Creative Subversion

The t-shirt passed the scrutiny of the guards in the detention center because they thought Karl Marx was Santa Claus. (Photo courtesy of Gemma Nemenzo)

The t-shirt passed the scrutiny of the guards in the detention center because they thought Karl Marx was Santa Claus. (Photo courtesy of Gemma Nemenzo)

It was a time for courage and heroism. It was also a time of grief, anxiety, fear.

Forty two years ago this week, Proclamation 1081 imposing martial law in the entire country was declared by President Ferdinand Marcos on September 23, 1972 (later on, he let it be known that the order was actually signed on September 21). With the stroke of the presidential pen, the country's historical course was altered irrevocably.

The political opposition was silenced, its leaders and followers filled the military jails or went underground. Marcos leaned solely on the hopelessly unprepared armed forces to implement his orders, and, without training on the duties and responsibilities of political governance, drunk with the unexpected largesse of near-absolute power, the military wreaked havoc on the lives of many citizens. Thus the narratives on martial law that dominate to this day are about the abuses, the tortures, the “salvagings” and the imprisonments.

There is no single story to martial law in the Philippines, however. Just like there are as many personal narratives to the EDSA People Power Revolt of 1986 as there were participants, the full story of martial law for future historians to dissect and judge will be incomplete without the narratives of “the other side” – those who benefited from it and who are now trying to whitewash that period's dark side by diminishing its impact on those who suffered.

Official martial law – which lasted nine years, from 1972 to 1981 – totally upended my life. It brought me up close and personal with prisons, brutal killings and betrayals. I witnessed the evils unleashed by unbridled power and cowardice that masqueraded as patriotism. I learned valuable survival skills and wiliness – dodging surveillance, hiding fugitives, passing notes secretly while maintaining an inscrutable and charming facade that masked the terror that gnawed at my insides. Most of all, I acquired an appreciation of the innate goodness of strangers – from the notorious carnapper detained in Camp Crame with my brother who promised us a new car when he got out because our Volkswagen Beetle was about to conk out, to some military men who risked their positions to help (often surreptitiously), in whatever small way they could, those who were at the bottom of the wheel.

It was a time for meeting kindred spirits in the unlikeliest of places and situations. It was also a time for looking deep inside oneself and finding out what's there, be it bravery or cowardice. Most of all, for the writers and artists who fought the regime, it was a time for creative subversion.

One unforgettable example was the poem below that imaginatively cloaked the common protest slogan of those days through references to Greek mythology (put together the first letters of each line). That the poem came out in a Marcos-controlled publication at the height of martial law added to its brilliance and mystique (I remember the secret excitement it elicited as copies spread like wildfire. One can just imagine the grief the editor went through when the poem's real intent was discovered).

Prometheus Unbound

I shall never exchange my fetters for slavish servility.

########

INSTRUCTIONS:
**A.** According to the essay on martial law, what subjects do the martial law narratives that still dominate focus on?
**B.** Can you reproduce the part of the essay on martial law that opens with the words containing "It was a time for meeting" and closes with "for creative subversion."?
**C.** Could you write what follows the last line of the essay on martial law?

[Saved entries]
########

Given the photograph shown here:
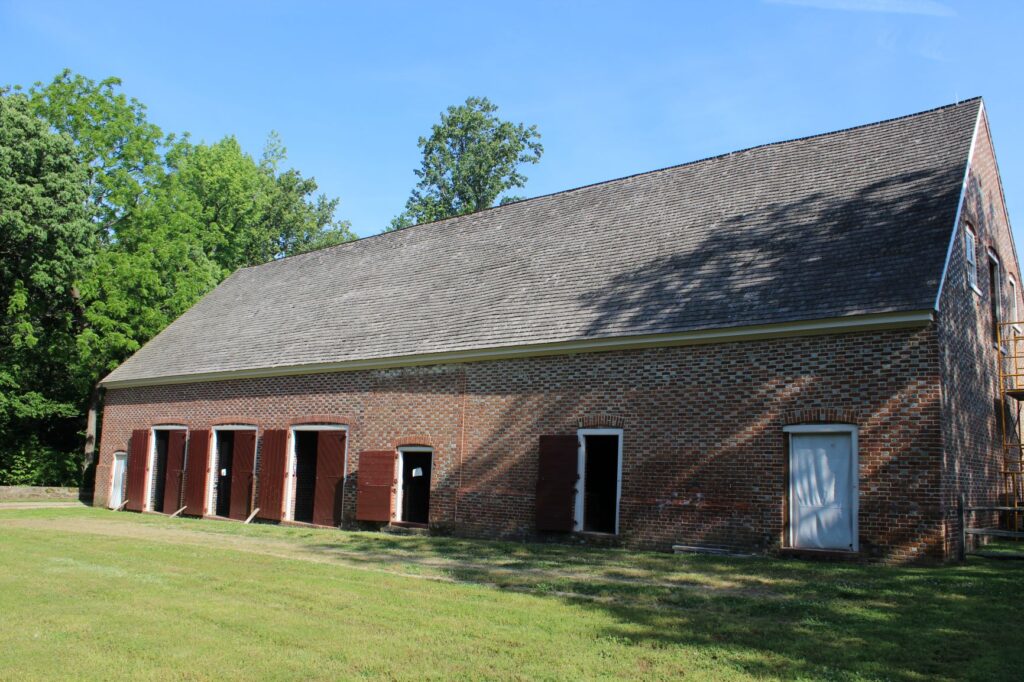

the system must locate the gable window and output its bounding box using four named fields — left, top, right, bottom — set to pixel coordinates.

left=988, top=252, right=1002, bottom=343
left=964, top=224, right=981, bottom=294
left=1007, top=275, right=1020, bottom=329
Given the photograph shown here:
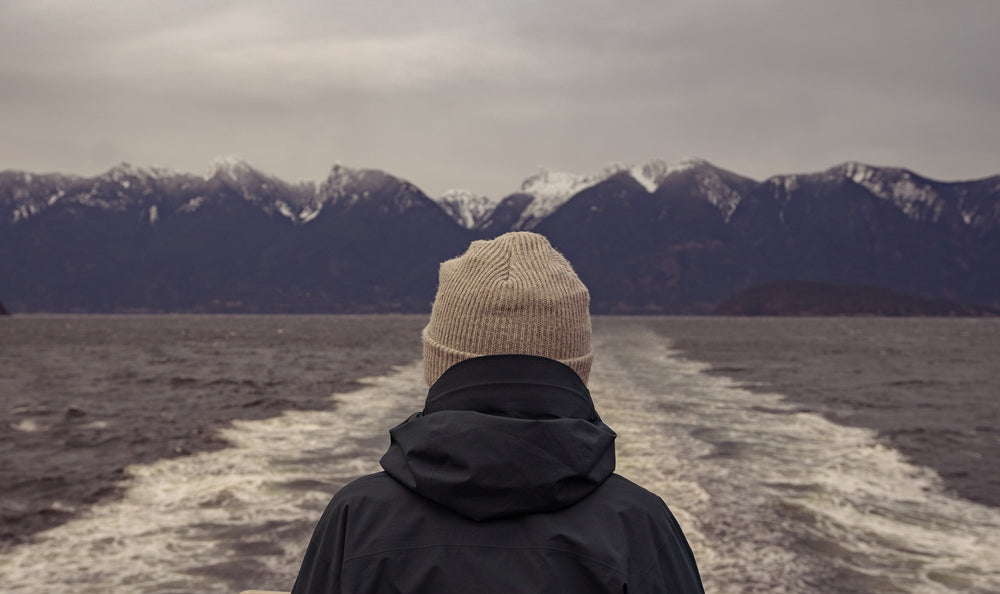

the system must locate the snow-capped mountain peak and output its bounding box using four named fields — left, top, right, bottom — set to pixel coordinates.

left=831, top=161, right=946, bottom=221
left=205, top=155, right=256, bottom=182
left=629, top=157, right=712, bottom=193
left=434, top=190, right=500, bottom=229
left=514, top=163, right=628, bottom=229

########

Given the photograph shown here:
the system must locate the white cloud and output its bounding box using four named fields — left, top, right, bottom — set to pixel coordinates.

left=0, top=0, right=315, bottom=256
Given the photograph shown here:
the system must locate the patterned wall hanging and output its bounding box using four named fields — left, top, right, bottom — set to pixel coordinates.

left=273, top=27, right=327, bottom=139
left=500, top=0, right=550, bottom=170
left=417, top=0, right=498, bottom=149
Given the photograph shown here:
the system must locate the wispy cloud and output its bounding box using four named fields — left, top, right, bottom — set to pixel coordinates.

########

REPLIES:
**A.** Abuses, tortures, "salvagings" and imprisonments.

**B.**
It was a time for meeting kindred spirits in the unlikeliest of places and situations. It was also a time for looking deep inside oneself and finding out what's there, be it bravery or cowardice. Most of all, for the writers and artists who fought the regime, it was a time for creative subversion.

**C.**
’Tis better to be chained to the rock than be bound to the service of Zeus.

--Aeschylus, Prometheus Bound

Mars shall glow tonight,
Artemis is out of sight.
Rust in the twilight sky
Colors a bloodshot eye,
Or shall I say that dust
Sunders the sleep of the just?

Hold fast to the gift of fire!
I am rage! I am wrath! I am ire!
The vulture sits on my rock,
Licks at the chains that mock
Emancipation’s breath,
Reeks of death, death, death.

Death shall not unclench me.
I am earth, wind, and sea!
Kisses bestow on the brave
That defy the damp of the grave
And strike the chill hand of
Death with the flaming sword of love.

Orion stirs. The vulture
Retreats from the hard, pure
Thrust of the spark that burns,
Unbounds, departs, returns
To pluck out of death’s fist
A god who dared to resist.

When the poem came out, no one knew who wrote it. It was only after the ouster of Marcos in 1986 when ace journalist/author/scriptwriter/poet Jose F. Lacaba admitted publicly that he was its author. Here's what he wrote in a blog where he said that “Prometheus Unbound” was actually the last poem he wrote in English:

“... I would find myself writing another poem in English a few years later, when martial law was already in force and I was a fugitive. Written under a pseudonym, the poem somehow got published in the mainstream media, despite the rigid press censorship. It was entitled “Prometheus Unbound,” and it looked harmless enough, since it sounded Greek to the authorities. But word soon got around that there was something about the poem that was subversive, and the magazine carrying the poem was pulled out of the newsstands by military troops.

“When the centurions finally caught me two years after the declaration of martial law, and in the course of the physical torture that I was subjected to, one of my interrogators said: “You’re the one who wrote that poem in that magazine.” I was flattered that a constabulary colonel was literate enough to have heard about my poem, but he was making a statement, not asking a question, so I did not bother to confirm or deny his allegation. It was only after the fall of Marcos, after the people-power uprising of 1986, that I finally publicly admitted to being the perpetrator of the controversial poem.

“Today, whatever standing I may have as a poet in the Philippines will probably be based on my Tagalog poems. But I will also probably be remembered, or remain notorious, for my last poem in English.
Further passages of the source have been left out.